▶ **PROBLEM TO WORK ON**
Each entry needs to be repeated exactly, with nothing added or removed.

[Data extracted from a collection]
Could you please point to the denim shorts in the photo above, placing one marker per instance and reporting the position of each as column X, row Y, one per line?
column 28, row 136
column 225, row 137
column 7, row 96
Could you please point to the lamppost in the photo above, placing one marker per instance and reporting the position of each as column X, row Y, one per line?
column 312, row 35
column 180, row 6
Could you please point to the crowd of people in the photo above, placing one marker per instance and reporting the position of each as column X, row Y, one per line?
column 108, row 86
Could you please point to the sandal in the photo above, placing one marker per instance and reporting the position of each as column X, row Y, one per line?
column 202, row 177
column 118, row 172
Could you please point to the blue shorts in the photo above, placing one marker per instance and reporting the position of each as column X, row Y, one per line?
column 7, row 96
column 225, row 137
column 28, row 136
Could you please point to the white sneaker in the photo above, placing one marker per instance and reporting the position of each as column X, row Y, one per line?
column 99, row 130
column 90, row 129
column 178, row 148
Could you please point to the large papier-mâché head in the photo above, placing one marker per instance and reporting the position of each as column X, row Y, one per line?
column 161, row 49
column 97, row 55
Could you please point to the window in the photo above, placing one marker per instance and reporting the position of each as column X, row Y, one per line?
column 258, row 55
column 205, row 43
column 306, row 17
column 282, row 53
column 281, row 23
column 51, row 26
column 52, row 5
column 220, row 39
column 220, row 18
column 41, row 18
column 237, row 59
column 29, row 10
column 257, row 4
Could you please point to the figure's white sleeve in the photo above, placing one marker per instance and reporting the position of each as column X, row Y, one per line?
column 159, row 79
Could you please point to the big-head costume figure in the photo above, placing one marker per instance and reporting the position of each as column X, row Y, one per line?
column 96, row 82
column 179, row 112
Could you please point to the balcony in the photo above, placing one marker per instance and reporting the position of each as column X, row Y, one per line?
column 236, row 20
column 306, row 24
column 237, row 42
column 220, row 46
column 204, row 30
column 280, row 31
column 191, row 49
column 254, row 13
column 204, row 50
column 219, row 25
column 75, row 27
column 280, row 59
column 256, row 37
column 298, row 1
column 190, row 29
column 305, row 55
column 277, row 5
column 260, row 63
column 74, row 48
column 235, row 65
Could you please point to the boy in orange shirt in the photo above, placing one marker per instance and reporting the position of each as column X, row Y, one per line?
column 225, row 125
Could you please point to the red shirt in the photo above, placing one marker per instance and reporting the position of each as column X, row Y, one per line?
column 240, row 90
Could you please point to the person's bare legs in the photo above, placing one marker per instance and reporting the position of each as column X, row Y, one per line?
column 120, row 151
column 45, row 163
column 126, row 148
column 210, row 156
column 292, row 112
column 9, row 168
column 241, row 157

▶ **SOLUTION**
Could you please point to the denim shorts in the photo above, placing one marker per instance and reporting the position of each as column X, row Y, one per line?
column 28, row 136
column 225, row 137
column 7, row 96
Could you please point to the lamppost in the photo above, placing one marker per instance and reporting the position of each as column X, row Y, one per line?
column 312, row 35
column 180, row 6
Could you please point to the crowd of people in the photo above, placing one marker per instance and reporting the position of each as column X, row Y, one per line?
column 108, row 86
Could you please point to the sandal in the photo above, placing one marker per instance and reporting the position of each as column X, row Y, one per line?
column 202, row 177
column 118, row 172
Could you please point to the blue shorts in the photo above, placing one marker per instance and reporting the position of each as column X, row Y, one per line?
column 7, row 96
column 225, row 137
column 28, row 136
Could you please point to the white sneaker in the photo above, placing one marker per instance and reporting the position of each as column X, row Y, one per line?
column 99, row 130
column 90, row 129
column 178, row 148
Could you please point to the large papier-mâché head in the photo above, placing one marker per instance and reporting the position of each as column X, row Y, one per line?
column 161, row 49
column 97, row 55
Could you please point to the window in the photo above, placing one marker per instance and reporting the position of each as column X, row Y, one per line?
column 258, row 55
column 205, row 43
column 306, row 17
column 282, row 53
column 281, row 23
column 51, row 26
column 52, row 5
column 220, row 39
column 220, row 18
column 41, row 18
column 237, row 59
column 29, row 10
column 257, row 4
Could you please point to the figure's white sleeve in the photo above, placing one marker per instance and reporting the position of each as column X, row Y, one per line?
column 159, row 79
Could you please point to the big-head costume figure in the photo above, placing one marker per instance and reporting the position of each as column X, row Y, one per line?
column 96, row 82
column 179, row 112
Could you please point to the balcony in the photo above, placing one marker per instance and reporting the position of each as column X, row Y, one per line?
column 236, row 20
column 306, row 24
column 237, row 42
column 220, row 46
column 204, row 30
column 280, row 31
column 191, row 49
column 254, row 13
column 204, row 50
column 219, row 25
column 75, row 27
column 280, row 59
column 256, row 37
column 298, row 1
column 190, row 29
column 305, row 55
column 277, row 5
column 260, row 63
column 74, row 48
column 235, row 65
Could you please point to the boy in orange shirt in the photo above, placing one marker per instance and reporting the position of each as column X, row Y, one per line?
column 225, row 125
Could you please point to the red shirt in the photo above, placing one marker per instance and reporting the position of each as column X, row Y, one per line?
column 240, row 90
Could you please point to the person's bare legs in the photo above, placing one marker per instance and reporting the position of each as column X, row Y, one per line?
column 120, row 151
column 45, row 163
column 126, row 148
column 210, row 156
column 292, row 112
column 9, row 168
column 241, row 157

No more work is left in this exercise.